=== Data for processing ===
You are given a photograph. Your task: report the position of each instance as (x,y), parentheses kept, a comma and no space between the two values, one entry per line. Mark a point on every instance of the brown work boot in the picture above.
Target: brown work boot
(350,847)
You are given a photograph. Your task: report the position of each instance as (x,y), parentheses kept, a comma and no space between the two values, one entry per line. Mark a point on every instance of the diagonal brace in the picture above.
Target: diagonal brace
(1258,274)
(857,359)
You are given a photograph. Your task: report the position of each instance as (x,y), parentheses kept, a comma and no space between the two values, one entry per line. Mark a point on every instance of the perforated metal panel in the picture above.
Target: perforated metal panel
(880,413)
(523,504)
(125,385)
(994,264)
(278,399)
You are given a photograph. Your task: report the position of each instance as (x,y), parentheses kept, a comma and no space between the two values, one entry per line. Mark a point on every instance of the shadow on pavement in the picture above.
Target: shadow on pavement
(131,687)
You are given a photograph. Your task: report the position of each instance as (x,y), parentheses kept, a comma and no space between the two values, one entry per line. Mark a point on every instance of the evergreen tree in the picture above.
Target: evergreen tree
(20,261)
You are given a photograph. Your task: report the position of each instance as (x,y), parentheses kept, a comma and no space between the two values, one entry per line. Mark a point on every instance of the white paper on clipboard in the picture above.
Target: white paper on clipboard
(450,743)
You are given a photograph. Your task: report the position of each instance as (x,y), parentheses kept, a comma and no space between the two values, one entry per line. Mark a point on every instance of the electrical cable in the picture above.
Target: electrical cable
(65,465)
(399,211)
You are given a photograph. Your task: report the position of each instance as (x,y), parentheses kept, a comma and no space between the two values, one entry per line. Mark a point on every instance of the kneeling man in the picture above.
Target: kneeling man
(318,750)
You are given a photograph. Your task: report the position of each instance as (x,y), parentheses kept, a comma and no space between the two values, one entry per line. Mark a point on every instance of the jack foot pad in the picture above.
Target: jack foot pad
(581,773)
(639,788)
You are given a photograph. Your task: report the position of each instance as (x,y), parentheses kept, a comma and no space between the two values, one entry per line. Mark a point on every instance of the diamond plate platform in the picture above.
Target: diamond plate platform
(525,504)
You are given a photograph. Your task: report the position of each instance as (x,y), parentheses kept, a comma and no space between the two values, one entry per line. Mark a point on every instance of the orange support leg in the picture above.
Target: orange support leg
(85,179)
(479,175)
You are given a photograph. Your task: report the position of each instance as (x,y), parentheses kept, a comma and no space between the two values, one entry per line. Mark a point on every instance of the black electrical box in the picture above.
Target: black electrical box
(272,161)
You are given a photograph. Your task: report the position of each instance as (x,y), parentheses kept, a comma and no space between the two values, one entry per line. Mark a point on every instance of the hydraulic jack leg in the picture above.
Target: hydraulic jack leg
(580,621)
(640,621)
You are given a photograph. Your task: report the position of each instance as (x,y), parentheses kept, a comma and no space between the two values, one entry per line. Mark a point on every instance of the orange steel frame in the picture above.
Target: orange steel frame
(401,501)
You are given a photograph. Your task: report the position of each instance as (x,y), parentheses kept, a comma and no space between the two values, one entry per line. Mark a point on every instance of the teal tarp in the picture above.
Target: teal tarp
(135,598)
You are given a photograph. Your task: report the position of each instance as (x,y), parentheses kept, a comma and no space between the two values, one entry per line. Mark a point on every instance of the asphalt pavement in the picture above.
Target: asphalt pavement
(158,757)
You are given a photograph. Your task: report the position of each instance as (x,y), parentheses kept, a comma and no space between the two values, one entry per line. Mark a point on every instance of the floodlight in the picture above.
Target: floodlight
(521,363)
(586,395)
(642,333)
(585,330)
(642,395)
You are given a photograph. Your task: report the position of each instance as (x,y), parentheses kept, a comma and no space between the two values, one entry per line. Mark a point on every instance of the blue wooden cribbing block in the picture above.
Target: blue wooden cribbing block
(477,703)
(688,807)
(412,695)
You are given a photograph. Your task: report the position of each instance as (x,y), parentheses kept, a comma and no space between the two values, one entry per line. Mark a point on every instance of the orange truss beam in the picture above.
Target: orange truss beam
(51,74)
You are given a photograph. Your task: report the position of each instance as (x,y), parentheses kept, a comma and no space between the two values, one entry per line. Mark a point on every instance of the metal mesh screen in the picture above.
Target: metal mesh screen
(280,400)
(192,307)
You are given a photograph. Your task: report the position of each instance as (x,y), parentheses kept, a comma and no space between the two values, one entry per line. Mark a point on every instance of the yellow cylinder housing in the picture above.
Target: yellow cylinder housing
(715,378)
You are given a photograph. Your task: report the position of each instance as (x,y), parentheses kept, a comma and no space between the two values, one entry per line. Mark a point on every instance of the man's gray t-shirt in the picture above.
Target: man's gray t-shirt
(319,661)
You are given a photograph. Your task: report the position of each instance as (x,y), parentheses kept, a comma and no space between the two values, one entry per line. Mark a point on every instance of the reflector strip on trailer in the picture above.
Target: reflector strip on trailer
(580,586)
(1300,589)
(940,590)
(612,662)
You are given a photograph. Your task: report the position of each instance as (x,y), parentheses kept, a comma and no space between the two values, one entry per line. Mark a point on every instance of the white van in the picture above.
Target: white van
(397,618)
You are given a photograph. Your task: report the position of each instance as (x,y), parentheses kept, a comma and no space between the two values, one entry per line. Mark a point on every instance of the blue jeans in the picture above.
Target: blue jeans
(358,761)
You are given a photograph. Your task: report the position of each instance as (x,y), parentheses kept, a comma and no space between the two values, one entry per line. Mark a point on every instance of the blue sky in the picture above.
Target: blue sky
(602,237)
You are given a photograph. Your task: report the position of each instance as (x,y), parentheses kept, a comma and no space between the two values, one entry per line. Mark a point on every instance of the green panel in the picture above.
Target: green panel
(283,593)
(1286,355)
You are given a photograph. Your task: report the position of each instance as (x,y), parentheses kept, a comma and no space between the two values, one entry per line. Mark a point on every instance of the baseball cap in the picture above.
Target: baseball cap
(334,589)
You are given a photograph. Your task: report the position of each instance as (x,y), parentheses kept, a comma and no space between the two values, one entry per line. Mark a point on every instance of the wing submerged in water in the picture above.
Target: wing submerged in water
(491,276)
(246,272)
===
=== Data for processing ===
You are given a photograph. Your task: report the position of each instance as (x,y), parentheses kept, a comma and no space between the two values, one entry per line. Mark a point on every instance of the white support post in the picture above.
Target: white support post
===
* **What you should do**
Report each line above that contains the string "blue", matching case exactly.

* **Response to the exercise**
You are given a photograph. Your task: report the position of each instance as (x,y), parentheses kept, a comma and no space between the two values, one entry per line. Mark a point on every instance of the blue wooden cribbing block in the picture above.
Target: blue wooden cribbing block
You are given a photograph. Your task: report the position of each instance as (x,y), parentheses kept, a comma and no space between the two values, one entry per line. Mark a point on every instance of the blue jeans in the picture above.
Target: blue jeans
You are given a photograph. Your task: report the position of each instance as (x,y), parentheses kept, a comma and no space between the two values, one entry per line. Mark a point on every instance of the blue sky in the picture above.
Target: blue sky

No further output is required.